**Ejercicio propuesto A**.
Transcribe completo el fragmento sobre el decimoctavo domingo después de Pentecostés, sin alterar nada.

DECIMOCTAVO DOMINGO
DESPUÉS DE PENTECOSTÉS
Subió
Jesús en una barquilla, atravesó el lago y llegó a la ciudad. Presentáronle
aquí a un hombre paralítico postrado en una camilla. Y Jesús, viendo la fe de
ellos, le dijo: Confía,
hijo, tus pecados te son perdonados. Entonces algunos de los fariseos dijeron en su interior: Este hombre blasfema. Y como viese Jesús los pensamientos de ellos, les dijo: ¿Por qué pensáis mal en vuestros corazones? ¿Qué cosa es más
fácil decir, te son perdonados tus pecados, o levántate y anda? Pues para que
sepáis que el Hijo del hombre tiene poder en la tierra para perdonar los
pecados, dijo entonces al paralítico: levántate, toma tu lecho, y vete a tu casa. Y se levantó y se fue a su casa. Las turbas al ver este
prodigio, se llenaron de temor y dieron gracias a Dios, que dio tal poder a los
hombres.

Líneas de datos
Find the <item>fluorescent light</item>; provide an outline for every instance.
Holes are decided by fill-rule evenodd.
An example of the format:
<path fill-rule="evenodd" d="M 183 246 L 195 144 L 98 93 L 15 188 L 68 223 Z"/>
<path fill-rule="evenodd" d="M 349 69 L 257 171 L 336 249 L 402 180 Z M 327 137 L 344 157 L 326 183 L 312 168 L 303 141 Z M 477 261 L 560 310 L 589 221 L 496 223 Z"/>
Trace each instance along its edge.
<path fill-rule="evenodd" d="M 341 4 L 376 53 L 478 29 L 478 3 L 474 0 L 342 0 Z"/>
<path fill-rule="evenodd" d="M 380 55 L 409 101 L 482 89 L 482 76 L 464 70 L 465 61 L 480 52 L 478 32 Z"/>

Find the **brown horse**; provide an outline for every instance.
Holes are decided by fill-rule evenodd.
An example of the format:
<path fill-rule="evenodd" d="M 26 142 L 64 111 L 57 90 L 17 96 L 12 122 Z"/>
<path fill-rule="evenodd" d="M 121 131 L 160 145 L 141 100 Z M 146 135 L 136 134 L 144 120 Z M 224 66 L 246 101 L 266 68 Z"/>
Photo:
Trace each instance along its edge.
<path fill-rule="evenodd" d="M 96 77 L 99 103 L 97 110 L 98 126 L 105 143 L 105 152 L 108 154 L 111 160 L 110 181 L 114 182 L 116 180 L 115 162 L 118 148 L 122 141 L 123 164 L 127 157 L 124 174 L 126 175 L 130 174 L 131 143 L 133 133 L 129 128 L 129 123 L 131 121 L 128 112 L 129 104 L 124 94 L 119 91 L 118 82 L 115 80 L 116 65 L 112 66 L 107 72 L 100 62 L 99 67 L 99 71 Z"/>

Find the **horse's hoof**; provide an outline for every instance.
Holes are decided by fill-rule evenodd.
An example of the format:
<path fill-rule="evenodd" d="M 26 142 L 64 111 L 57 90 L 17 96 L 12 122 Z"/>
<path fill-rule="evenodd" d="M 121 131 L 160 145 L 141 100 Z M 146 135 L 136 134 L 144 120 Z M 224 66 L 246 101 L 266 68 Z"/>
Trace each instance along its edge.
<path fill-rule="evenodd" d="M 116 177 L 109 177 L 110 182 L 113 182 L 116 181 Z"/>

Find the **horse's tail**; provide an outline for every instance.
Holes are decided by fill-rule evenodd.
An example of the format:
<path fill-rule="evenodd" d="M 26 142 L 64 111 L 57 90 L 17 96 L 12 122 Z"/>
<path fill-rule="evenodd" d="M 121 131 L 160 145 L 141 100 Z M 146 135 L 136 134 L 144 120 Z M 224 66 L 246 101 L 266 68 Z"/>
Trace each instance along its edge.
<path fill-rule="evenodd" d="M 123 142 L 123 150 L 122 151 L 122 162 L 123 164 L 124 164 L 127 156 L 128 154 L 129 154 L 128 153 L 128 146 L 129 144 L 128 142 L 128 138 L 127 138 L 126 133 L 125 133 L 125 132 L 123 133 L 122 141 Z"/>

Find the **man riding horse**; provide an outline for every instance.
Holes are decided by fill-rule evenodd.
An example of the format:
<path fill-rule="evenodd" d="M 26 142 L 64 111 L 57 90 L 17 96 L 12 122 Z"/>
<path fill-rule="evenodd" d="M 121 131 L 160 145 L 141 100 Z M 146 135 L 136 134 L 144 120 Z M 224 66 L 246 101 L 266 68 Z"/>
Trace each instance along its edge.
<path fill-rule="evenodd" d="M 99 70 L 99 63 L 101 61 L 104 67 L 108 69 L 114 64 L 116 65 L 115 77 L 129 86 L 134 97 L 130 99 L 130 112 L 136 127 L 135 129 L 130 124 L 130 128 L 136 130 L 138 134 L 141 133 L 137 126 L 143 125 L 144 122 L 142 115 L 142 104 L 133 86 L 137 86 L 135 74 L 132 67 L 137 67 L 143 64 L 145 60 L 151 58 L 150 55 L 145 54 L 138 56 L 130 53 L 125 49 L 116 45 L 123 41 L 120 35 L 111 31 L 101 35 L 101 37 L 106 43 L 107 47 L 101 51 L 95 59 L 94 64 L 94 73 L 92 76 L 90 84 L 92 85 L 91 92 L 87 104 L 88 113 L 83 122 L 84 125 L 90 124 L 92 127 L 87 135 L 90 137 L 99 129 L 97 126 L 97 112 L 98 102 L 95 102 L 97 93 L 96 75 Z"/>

**Ejercicio propuesto B**.
Extrae de las filas anteriores todas las líneas que contengan la cadena "outline".

**Respuesta completa A**.
DECIMOCTAVO DOMINGO
DESPUÉS DE PENTECOSTÉS
Subió
Jesús en una barquilla, atravesó el lago y llegó a la ciudad. Presentáronle
aquí a un hombre paralítico postrado en una camilla. Y Jesús, viendo la fe de
ellos, le dijo: Confía,
hijo, tus pecados te son perdonados. Entonces algunos de los fariseos dijeron en su interior: Este hombre blasfema. Y como viese Jesús los pensamientos de ellos, les dijo: ¿Por qué pensáis mal en vuestros corazones? ¿Qué cosa es más
fácil decir, te son perdonados tus pecados, o levántate y anda? Pues para que
sepáis que el Hijo del hombre tiene poder en la tierra para perdonar los
pecados, dijo entonces al paralítico: levántate, toma tu lecho, y vete a tu casa. Y se levantó y se fue a su casa. Las turbas al ver este
prodigio, se llenaron de temor y dieron gracias a Dios, que dio tal poder a los
hombres.

**Respuesta completa B**.
Find the <item>fluorescent light</item>; provide an outline for every instance.
Find the **brown horse**; provide an outline for every instance.
Find the **horse's hoof**; provide an outline for every instance.
Find the **horse's tail**; provide an outline for every instance.
Find the **man riding horse**; provide an outline for every instance.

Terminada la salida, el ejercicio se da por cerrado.